▸ **EXERCISE REQUIREMENTS**: Lay out the lines of the rows below, from the line containing "For the evaluation set, tag every instance of the blue" through the line containing "[[1025, 711], [340, 682], [916, 685]]" (both included), as a JSON list of strings. Use one string per line and skip any blank lines.

[A block of data]
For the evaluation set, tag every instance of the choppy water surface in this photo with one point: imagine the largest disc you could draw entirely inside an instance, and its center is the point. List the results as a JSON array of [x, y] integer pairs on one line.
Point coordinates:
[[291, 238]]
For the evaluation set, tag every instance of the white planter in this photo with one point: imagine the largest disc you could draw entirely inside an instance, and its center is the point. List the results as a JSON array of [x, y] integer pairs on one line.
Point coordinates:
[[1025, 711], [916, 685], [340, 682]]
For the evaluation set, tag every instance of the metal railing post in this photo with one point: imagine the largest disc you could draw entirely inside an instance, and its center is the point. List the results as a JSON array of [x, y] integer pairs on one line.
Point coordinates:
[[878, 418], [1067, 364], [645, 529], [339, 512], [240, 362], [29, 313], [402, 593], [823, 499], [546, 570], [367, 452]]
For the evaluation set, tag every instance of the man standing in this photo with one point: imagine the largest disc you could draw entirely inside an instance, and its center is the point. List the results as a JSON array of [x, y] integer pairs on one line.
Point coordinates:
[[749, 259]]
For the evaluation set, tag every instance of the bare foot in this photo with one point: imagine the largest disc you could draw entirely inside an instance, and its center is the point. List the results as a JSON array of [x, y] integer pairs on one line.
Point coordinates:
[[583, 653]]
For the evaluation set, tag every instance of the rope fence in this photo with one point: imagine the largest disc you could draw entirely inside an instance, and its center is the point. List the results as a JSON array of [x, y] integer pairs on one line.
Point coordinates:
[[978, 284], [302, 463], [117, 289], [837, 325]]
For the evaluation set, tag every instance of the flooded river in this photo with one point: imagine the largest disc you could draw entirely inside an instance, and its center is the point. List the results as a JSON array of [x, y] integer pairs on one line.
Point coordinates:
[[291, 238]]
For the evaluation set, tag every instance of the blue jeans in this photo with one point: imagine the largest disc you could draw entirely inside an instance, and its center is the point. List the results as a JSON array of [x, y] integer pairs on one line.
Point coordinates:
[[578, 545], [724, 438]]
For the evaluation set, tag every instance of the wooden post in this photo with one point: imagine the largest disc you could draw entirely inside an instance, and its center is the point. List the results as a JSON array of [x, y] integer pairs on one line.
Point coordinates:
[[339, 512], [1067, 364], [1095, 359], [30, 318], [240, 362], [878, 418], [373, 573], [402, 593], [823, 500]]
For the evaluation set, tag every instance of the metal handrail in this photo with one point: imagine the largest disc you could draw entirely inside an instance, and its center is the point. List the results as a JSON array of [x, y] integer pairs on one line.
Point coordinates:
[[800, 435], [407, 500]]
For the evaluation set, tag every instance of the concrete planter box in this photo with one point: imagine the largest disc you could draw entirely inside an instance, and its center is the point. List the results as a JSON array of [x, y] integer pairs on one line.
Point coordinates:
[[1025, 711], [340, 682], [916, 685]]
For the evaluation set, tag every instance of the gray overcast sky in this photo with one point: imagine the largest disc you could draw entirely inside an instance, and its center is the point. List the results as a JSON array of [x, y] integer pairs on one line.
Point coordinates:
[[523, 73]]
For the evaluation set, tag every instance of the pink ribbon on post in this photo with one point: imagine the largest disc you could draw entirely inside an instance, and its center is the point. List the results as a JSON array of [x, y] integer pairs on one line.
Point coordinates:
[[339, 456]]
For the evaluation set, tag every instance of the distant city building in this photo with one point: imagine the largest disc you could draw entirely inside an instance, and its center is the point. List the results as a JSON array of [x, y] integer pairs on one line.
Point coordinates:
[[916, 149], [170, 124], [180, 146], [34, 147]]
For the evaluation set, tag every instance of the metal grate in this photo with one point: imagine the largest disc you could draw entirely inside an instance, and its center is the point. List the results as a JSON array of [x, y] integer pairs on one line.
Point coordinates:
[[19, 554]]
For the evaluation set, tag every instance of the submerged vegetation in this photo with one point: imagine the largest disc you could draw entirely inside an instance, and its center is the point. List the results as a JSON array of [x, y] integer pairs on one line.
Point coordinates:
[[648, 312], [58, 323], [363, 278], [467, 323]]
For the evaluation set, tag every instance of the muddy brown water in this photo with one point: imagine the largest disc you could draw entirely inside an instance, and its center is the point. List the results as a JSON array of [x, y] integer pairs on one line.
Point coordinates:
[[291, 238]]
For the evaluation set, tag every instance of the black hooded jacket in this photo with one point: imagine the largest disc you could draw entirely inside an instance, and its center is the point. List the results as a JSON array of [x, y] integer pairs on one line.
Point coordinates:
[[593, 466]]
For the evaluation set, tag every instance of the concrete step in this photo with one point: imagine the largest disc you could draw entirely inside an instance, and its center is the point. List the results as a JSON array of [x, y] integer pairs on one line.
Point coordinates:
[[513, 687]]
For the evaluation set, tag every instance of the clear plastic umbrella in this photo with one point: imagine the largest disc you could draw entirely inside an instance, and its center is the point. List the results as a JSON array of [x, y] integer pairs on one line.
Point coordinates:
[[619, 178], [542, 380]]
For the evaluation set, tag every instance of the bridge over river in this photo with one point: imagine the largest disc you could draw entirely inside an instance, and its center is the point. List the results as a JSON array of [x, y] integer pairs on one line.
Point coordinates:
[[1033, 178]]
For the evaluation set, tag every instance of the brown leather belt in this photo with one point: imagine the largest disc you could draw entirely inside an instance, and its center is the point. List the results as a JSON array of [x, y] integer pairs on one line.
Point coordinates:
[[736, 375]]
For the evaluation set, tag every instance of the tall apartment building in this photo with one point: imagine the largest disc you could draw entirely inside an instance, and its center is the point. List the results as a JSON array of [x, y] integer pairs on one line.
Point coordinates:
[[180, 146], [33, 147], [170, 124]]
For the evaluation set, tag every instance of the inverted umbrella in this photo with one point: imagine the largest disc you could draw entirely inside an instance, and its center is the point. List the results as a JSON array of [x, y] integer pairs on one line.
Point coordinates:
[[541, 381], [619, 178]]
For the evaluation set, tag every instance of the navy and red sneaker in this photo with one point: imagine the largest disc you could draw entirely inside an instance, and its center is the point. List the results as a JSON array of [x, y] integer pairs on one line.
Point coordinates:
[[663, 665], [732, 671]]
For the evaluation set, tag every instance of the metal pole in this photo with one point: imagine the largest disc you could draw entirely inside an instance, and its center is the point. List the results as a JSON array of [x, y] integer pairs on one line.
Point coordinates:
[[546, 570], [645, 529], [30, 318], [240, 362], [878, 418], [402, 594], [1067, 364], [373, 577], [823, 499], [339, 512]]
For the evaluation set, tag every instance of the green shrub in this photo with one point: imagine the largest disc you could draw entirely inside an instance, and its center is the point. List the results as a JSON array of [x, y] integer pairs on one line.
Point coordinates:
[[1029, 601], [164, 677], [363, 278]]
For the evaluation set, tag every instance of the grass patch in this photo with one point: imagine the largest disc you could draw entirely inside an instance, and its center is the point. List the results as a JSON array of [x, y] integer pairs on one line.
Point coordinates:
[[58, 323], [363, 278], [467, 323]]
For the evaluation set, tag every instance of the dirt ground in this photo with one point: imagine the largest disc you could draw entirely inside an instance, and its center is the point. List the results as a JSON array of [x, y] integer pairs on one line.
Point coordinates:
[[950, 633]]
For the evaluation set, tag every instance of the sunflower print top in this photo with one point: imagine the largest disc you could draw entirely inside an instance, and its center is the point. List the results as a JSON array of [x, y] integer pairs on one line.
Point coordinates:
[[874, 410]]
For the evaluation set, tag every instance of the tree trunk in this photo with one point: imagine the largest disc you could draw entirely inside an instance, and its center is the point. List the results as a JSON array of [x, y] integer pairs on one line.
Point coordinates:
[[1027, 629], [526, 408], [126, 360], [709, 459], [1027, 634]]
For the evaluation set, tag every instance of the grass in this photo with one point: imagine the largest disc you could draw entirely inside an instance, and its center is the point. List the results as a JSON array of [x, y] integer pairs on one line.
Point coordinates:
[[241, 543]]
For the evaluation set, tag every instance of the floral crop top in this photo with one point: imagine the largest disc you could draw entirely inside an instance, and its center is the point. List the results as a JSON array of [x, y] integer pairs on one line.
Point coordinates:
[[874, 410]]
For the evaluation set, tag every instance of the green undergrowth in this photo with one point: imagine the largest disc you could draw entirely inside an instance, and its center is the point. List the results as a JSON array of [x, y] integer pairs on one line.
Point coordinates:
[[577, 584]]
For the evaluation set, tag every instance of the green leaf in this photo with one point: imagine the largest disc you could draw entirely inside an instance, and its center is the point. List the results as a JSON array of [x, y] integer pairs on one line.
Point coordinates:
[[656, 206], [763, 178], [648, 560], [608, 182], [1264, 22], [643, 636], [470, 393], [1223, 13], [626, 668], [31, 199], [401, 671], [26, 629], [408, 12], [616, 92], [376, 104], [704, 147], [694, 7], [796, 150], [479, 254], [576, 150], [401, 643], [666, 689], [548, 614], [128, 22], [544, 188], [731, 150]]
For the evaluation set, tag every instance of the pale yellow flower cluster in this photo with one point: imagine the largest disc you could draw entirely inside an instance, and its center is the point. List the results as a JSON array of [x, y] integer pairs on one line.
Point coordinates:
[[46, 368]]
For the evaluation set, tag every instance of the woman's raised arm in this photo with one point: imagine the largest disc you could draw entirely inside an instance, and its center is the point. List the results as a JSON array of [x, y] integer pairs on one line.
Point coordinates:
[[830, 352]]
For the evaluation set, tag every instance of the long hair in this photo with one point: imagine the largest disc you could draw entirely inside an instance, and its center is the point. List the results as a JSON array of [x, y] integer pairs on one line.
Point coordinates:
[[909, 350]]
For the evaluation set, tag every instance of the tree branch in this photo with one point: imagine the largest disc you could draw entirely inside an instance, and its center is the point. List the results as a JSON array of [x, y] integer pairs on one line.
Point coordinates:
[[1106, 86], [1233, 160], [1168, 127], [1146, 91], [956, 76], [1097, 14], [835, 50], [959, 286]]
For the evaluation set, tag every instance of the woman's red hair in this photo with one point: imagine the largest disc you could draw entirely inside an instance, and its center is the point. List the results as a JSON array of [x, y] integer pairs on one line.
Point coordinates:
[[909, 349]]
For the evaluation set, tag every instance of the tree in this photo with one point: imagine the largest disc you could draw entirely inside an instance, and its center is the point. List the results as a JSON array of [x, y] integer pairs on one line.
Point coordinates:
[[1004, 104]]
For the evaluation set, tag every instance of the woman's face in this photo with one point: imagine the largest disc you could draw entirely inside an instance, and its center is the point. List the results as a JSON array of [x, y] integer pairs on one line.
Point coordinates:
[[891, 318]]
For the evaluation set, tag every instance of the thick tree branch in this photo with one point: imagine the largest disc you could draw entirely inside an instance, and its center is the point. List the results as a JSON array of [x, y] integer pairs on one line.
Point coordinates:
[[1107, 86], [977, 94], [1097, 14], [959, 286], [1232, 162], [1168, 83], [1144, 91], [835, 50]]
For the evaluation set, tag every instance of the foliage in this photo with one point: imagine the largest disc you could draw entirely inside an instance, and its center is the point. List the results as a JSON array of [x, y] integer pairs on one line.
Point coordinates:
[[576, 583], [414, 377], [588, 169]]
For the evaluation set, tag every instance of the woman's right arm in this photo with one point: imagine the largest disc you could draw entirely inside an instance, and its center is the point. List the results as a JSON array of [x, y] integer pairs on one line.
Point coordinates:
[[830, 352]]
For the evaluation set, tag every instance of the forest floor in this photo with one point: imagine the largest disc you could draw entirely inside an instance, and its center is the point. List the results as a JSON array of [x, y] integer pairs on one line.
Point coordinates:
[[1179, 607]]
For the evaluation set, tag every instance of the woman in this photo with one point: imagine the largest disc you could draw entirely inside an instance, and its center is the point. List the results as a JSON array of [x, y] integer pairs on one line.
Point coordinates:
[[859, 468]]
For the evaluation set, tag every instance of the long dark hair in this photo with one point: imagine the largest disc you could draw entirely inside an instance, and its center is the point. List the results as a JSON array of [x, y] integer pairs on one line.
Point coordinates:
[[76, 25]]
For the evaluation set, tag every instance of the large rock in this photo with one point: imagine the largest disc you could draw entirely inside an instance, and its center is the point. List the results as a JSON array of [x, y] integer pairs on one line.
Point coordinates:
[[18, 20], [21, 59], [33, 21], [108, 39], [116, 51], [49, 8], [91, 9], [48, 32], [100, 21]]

▸ **OUTPUT BELOW**:
[
  "For the evaluation set, tag every instance of the blue jeans in this photo with one point: imagine the largest disc you could draw entirely inside an instance, and its center is the point. List the results as a JSON array of [x, y] integer pairs on one line.",
  "Point coordinates:",
  "[[578, 545], [724, 438]]",
  "For the evaluation set, tag every instance of the wooden post in this photo with one point: imagine the largest disc you could draw entirely inside an instance, and its center is the point. List the results as a JSON array of [x, y] integer pairs on one line.",
  "Point coordinates:",
  "[[339, 512], [1067, 364], [1095, 359], [30, 318], [240, 362], [878, 418], [373, 573], [402, 593], [823, 500]]",
  "For the evaluation set, tag every instance of the metal handrail in this photo with one point: imagine the largest disc you could draw entirely inside an instance, and its center is the point. List the results as a JSON array of [x, y] integer pairs on one line.",
  "Point coordinates:",
  "[[800, 435], [407, 500]]",
  "For the evaluation set, tag every instance of the concrete planter box in this photo with one point: imagine the largest disc you could draw entirely inside an instance, and its center is the point. List the results as a JSON array of [x, y] integer pairs on one line.",
  "Point coordinates:",
  "[[1025, 711], [340, 682], [916, 685]]"
]